◆ Problem to solve ◆
Beginning with the line where "player's neck, one line per instance." appears, restate the lines word for word through the last one in the listing.

◆ Extracted records ◆

** Begin **

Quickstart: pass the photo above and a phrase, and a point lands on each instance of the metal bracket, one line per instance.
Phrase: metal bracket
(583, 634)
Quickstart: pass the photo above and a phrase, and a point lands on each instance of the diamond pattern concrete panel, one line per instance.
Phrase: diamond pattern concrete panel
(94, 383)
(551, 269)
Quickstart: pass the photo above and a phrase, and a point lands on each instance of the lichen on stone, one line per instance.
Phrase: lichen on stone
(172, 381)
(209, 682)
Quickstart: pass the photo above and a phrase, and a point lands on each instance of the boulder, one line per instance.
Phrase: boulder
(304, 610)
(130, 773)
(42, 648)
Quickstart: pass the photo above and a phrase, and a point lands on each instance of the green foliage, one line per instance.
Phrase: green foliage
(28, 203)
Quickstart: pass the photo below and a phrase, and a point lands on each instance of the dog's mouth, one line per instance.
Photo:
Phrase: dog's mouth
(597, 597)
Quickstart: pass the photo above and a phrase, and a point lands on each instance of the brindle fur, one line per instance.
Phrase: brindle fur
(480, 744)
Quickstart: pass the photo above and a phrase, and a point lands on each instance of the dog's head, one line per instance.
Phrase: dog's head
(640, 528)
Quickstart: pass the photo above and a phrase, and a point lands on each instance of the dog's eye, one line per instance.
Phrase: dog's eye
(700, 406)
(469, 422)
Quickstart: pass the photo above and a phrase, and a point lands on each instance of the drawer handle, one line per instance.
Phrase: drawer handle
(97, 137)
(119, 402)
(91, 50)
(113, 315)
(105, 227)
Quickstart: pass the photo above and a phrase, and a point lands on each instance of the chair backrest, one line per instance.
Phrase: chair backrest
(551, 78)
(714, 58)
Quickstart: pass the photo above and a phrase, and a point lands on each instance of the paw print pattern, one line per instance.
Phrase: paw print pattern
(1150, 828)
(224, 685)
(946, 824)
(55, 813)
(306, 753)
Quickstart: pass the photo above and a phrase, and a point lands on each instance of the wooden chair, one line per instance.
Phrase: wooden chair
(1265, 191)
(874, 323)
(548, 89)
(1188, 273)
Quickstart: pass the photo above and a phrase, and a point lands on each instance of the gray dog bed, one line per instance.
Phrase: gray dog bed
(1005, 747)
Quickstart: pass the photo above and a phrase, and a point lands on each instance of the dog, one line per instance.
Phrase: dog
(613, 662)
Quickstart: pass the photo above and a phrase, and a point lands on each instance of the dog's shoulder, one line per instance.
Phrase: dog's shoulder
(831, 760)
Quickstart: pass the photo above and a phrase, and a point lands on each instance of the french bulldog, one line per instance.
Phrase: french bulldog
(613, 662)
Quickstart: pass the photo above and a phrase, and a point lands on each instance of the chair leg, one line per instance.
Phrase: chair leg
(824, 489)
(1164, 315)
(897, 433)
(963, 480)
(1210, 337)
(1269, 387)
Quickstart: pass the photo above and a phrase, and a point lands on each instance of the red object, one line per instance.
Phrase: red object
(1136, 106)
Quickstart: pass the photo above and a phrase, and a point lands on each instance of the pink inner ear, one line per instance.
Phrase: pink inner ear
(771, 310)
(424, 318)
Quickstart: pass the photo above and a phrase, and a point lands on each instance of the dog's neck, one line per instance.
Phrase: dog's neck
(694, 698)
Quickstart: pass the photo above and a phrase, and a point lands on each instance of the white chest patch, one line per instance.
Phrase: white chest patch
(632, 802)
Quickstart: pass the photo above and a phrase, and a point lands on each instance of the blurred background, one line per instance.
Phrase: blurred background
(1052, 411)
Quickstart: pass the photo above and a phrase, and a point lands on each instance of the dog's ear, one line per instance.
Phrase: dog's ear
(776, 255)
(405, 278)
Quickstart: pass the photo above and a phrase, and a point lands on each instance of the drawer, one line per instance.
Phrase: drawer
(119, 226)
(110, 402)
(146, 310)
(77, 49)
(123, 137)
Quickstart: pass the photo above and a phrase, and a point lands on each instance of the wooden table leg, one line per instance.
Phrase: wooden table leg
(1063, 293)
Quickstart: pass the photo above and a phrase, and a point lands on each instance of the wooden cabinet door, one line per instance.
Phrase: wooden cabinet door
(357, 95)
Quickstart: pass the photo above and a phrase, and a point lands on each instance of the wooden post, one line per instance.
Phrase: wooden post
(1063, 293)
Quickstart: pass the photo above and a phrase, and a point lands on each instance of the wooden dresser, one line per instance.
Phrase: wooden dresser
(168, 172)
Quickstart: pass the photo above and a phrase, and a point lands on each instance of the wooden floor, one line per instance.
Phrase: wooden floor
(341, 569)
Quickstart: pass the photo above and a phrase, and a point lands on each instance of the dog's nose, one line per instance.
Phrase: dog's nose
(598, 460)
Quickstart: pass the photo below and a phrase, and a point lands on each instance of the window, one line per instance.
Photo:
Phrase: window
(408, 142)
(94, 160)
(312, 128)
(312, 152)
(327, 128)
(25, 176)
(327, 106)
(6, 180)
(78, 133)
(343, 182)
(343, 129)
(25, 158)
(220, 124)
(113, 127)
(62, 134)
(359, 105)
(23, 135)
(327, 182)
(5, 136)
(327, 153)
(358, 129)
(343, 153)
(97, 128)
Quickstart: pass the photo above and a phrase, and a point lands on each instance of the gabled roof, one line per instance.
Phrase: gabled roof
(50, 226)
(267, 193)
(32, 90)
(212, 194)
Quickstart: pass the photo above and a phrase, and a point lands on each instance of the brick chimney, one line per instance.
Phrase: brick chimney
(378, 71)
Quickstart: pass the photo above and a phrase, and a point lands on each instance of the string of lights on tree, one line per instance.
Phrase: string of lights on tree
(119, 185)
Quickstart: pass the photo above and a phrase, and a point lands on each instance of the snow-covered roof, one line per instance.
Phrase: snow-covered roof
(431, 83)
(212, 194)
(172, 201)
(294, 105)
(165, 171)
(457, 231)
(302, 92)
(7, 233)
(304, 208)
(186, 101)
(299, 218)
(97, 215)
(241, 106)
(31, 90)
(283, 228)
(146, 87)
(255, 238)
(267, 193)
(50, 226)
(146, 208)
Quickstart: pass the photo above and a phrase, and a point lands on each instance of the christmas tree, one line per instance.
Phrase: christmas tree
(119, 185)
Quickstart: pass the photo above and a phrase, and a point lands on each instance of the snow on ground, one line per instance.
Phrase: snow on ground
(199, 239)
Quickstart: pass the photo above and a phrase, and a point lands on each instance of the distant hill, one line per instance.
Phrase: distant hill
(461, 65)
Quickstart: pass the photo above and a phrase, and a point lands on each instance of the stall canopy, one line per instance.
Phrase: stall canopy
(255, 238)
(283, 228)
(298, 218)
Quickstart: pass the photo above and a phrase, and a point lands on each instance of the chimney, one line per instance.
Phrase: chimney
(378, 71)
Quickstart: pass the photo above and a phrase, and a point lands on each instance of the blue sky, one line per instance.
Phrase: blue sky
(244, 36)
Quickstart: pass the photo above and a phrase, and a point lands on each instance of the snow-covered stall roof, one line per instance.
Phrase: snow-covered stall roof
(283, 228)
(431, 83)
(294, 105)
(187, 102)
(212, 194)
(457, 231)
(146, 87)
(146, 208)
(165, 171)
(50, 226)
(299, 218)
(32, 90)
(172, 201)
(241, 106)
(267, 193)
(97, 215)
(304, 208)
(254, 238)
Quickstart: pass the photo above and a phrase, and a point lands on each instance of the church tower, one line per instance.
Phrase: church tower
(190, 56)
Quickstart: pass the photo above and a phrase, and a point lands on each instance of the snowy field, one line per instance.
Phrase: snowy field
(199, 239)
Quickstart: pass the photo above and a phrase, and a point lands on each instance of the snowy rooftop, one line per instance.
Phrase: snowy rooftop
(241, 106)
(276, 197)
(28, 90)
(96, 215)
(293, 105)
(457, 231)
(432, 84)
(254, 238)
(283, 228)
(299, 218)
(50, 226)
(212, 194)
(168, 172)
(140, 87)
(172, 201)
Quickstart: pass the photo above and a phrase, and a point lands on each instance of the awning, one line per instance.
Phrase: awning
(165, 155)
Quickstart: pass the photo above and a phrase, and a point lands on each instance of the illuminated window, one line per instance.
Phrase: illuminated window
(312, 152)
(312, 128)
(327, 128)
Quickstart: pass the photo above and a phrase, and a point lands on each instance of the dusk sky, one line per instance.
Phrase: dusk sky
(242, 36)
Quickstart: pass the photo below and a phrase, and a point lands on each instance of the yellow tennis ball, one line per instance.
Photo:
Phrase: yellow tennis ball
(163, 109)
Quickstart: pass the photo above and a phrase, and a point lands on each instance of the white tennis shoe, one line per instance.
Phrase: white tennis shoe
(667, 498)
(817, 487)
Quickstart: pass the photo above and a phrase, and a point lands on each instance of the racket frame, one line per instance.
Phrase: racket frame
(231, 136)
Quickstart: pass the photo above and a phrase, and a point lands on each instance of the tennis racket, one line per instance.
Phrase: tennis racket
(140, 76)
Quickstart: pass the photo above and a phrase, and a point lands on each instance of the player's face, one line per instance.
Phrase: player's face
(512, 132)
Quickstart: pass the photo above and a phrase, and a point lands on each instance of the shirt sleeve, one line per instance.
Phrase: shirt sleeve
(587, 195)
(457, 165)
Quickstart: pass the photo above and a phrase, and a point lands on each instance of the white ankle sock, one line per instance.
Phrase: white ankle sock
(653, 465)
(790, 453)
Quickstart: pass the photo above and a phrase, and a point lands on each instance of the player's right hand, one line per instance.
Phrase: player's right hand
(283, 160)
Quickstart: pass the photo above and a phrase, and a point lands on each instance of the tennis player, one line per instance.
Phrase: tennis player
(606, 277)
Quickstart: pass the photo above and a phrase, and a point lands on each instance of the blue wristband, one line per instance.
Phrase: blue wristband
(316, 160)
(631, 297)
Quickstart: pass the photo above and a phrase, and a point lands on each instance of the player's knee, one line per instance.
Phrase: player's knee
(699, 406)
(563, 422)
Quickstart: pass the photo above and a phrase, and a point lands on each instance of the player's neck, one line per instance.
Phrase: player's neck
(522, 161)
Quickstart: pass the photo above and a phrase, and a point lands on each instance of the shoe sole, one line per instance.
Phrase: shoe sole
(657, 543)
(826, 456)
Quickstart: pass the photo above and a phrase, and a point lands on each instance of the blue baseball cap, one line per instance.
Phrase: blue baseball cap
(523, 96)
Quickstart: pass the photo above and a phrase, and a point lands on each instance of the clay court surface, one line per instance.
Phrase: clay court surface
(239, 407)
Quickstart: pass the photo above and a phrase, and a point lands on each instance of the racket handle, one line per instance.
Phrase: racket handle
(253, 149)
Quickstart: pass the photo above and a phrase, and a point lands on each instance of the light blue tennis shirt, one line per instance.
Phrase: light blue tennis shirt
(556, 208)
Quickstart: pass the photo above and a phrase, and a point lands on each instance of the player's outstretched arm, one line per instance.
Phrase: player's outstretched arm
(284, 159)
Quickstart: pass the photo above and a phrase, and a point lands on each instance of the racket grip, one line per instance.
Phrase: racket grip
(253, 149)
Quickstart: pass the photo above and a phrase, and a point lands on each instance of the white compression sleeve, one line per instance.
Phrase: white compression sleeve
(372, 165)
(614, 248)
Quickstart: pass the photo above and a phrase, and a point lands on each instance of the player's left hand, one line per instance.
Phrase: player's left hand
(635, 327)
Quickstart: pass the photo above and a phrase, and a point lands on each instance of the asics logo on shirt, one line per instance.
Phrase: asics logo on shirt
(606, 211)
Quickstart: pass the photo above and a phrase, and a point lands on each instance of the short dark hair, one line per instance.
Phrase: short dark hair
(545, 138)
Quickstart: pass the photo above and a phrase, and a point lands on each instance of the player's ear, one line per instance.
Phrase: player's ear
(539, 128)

** End **

◆ Correct output ◆
Quickstart: pass the photo above and a phrase, and a point lands on each instance of the player's neck, one line per instance.
Phrase: player's neck
(522, 161)
Quickstart: pass the photo above and a phrase, and a point lands on each instance of the shoe sole, one line per instance.
Phrase: shoe sole
(657, 543)
(826, 456)
Quickstart: pass the photo above and a phrase, and a point lands on each instance of the blue baseball cap, one line per instance.
Phrase: blue baseball cap
(523, 96)
Quickstart: pass the photo above and a phrase, and a point lands on each instance of the clay court surface, one line per instance.
Phrase: clay court surface
(239, 407)
Quickstart: pass the photo above and a phrase, and a point lands on each instance of the racket handle, one line per instance.
Phrase: racket handle
(253, 149)
Quickstart: pass the photo above and a phrase, and a point lands on each instance of the light blue tennis shirt, one line per instance.
Phrase: light blue tennis shirt
(556, 208)
Quickstart: pass the photo above and a phrase, and a point lands on each instance of the player's outstretched arm, one line per instance.
Phrase: player's outstretched arm
(284, 159)
Quickstart: pass the photo above and a phrase, and a point lands on each instance of the racket grip, one line per instance.
Phrase: racket grip
(253, 149)
Quickstart: pass the photo above and a phrase, and a point lands on each instance of the white compression sleeve, one line per instance.
Phrase: white compression sleeve
(372, 165)
(614, 248)
Quickstart: pass the photo above and a phrase, and a point lands on each instance of the player's left hand, one line per instance.
Phrase: player's left hand
(635, 327)
Quickstart: pass the photo above and a phrase, and a point lands on each instance of the asics logo on shirt, one line per instance.
Phrase: asics logo on shirt
(606, 211)
Quickstart: pass the photo above and a phrase, and a point lands on each instance of the short dark hair, one line per instance.
Phrase: short dark hair
(545, 138)
Quickstart: pass the photo above and a phrase, and a point lands on each instance of the player's ear, one line per instance.
Phrase: player's ear
(539, 128)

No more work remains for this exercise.